Rows from a pointing dataset:
===============
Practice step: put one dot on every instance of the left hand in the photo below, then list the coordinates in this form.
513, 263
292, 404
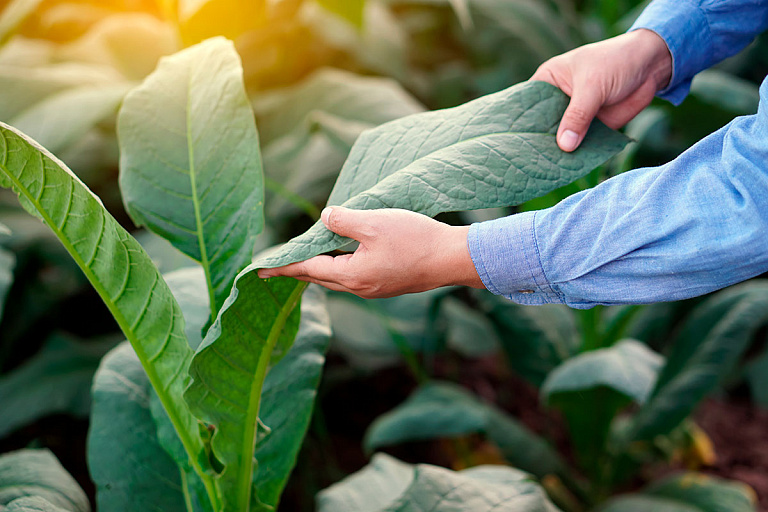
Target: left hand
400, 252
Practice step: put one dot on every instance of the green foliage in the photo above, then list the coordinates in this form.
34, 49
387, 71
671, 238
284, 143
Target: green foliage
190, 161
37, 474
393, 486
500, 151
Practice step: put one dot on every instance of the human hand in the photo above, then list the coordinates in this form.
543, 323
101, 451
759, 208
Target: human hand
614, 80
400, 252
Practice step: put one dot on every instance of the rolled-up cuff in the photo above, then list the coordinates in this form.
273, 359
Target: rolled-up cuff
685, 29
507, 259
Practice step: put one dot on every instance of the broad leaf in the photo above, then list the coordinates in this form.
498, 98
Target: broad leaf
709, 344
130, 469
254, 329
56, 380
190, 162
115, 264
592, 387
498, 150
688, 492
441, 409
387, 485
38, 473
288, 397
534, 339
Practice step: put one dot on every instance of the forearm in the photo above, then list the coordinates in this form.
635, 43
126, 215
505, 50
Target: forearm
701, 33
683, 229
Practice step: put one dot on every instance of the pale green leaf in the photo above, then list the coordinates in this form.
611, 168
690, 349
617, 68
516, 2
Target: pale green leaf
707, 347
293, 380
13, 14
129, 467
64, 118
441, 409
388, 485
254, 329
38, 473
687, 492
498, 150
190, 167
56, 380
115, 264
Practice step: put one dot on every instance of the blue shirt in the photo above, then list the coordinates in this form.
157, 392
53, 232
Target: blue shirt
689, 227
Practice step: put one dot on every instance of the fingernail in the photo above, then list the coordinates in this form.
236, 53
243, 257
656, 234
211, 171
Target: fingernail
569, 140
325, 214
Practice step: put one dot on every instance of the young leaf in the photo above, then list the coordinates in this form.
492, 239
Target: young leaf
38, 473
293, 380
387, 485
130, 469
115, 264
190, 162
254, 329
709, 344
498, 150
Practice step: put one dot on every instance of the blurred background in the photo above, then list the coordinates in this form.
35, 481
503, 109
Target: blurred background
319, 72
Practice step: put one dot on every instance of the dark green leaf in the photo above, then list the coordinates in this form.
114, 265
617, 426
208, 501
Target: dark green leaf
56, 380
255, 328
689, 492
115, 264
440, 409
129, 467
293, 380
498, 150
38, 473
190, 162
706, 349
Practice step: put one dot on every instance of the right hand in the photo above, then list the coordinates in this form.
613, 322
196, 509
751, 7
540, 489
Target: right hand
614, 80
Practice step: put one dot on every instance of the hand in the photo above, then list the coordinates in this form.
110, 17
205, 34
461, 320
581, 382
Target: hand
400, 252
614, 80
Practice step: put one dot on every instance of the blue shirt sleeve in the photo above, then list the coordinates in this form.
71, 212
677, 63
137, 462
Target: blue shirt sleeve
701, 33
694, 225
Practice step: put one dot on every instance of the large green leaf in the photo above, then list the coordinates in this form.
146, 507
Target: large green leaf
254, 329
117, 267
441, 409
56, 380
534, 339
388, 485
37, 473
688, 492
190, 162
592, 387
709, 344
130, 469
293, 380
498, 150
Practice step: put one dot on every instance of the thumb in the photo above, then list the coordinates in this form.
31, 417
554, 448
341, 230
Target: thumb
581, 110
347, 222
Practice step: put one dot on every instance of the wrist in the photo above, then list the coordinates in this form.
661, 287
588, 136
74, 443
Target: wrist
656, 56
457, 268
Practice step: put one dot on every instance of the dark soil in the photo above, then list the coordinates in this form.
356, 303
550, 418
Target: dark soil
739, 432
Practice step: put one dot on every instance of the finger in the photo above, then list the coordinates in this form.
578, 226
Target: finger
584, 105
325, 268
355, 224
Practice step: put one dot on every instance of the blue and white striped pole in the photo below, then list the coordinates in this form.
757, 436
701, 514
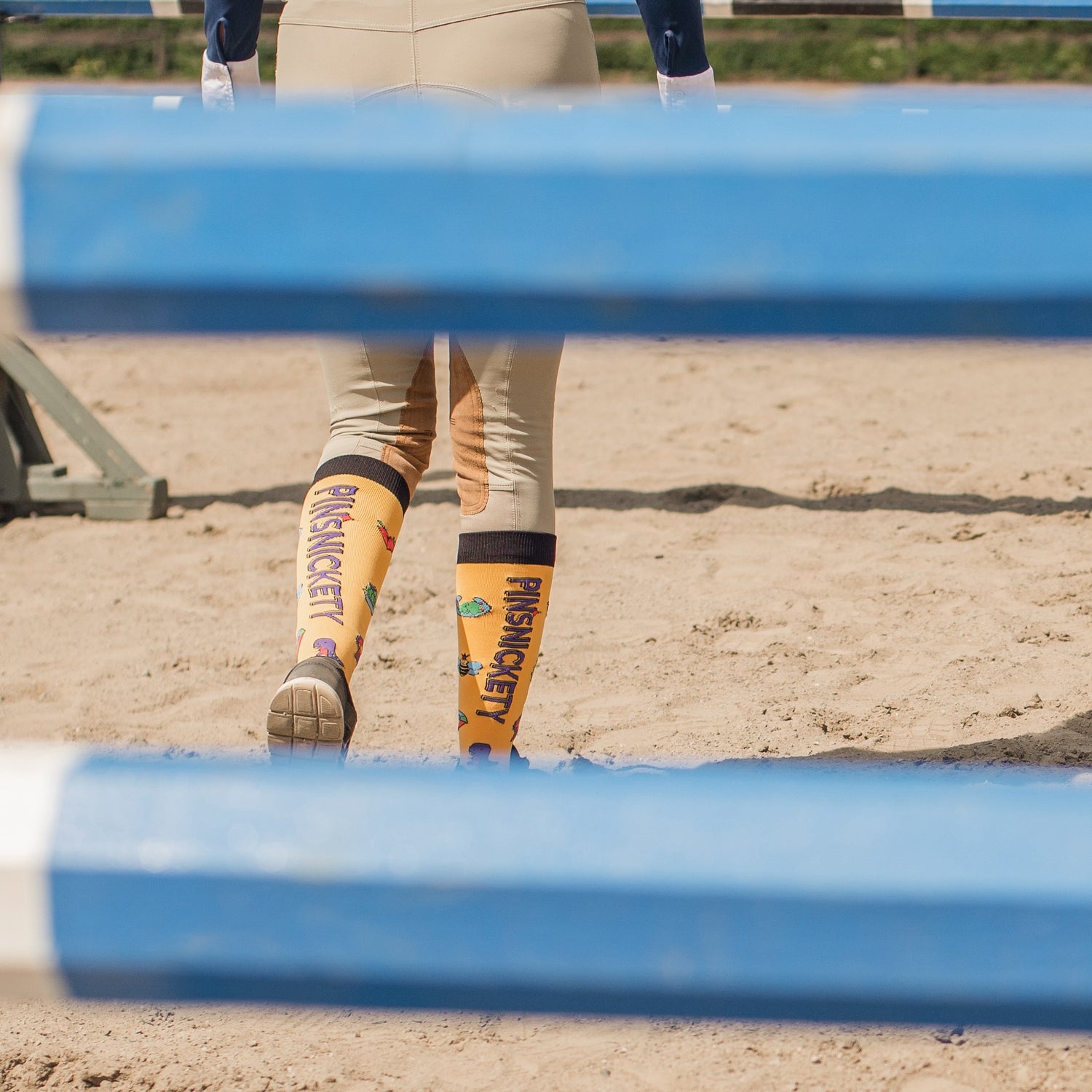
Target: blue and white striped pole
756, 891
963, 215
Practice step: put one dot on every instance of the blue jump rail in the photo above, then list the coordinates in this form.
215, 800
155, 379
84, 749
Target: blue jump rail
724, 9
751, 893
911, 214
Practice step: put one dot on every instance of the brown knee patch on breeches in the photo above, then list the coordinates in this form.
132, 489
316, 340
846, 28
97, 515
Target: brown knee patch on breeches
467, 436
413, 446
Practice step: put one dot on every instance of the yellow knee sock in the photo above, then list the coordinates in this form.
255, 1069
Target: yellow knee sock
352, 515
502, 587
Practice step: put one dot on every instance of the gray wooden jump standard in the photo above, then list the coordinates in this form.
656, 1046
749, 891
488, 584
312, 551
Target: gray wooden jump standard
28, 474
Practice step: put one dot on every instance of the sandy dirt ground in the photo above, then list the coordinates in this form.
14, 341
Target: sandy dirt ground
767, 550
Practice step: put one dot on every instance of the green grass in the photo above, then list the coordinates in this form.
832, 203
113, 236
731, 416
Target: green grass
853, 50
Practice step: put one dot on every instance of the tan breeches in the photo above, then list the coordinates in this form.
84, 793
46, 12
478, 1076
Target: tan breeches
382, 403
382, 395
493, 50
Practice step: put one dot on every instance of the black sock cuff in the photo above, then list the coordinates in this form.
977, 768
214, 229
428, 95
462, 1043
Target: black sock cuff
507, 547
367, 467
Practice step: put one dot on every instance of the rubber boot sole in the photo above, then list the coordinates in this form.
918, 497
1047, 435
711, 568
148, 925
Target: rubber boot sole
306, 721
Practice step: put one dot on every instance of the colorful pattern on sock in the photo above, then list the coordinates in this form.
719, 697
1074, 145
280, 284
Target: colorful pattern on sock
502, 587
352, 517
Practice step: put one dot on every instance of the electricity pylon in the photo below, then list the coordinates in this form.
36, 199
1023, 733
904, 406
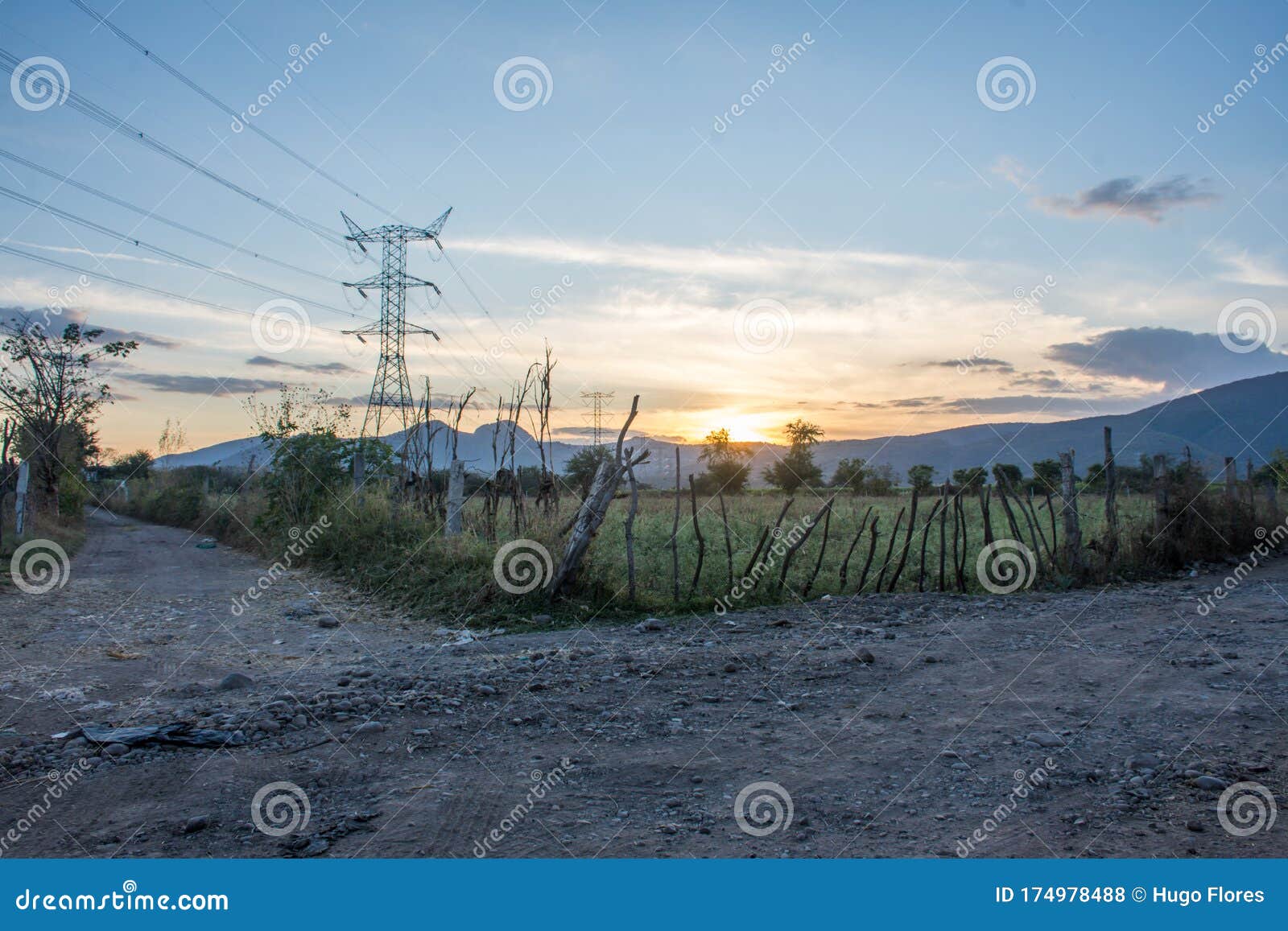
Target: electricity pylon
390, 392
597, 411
===============
Aim of the exercise: Convert every line of the records, from the line containing "Practice step: put one dot on every instance of the tan" through the last line, into a JSON list of strings with one string per line, skipping blank lines. Leave out the pictures.

Response to the task:
[
  "Practice step: put one dot on every instance of the tan breeches in the photo above, then list the coordinates in this form.",
  "84, 793",
  "46, 12",
  "478, 1076",
  "Target: tan breeches",
  "382, 403",
  "382, 395",
  "493, 50",
  "Practice step: put one dot on every instance of the black sock cuff in the photo above, then list the coordinates in this form.",
  "977, 768",
  "214, 229",
  "428, 95",
  "462, 1043",
  "Target: black sock cuff",
  "507, 547",
  "367, 467",
  "Practice step: put one dot on every instance of the rubber boot sole in the photo above, then list the coordinates in this form.",
  "918, 497",
  "1047, 435",
  "711, 568",
  "148, 925",
  "Target: rubber boot sole",
  "306, 721",
  "Practice step: put one dot on every instance of the colorful pattern on sock in the photo above, then list the coordinates in this form.",
  "719, 697",
  "1074, 145",
  "280, 284",
  "Target: colorful pattern on sock",
  "502, 587",
  "352, 517",
  "Practice step: put one dot on every instance of the electricity pylon in the photo below, then list the coordinates in this form.",
  "36, 199",
  "1023, 733",
  "904, 406",
  "Target: electricity pylon",
  "390, 392",
  "597, 411"
]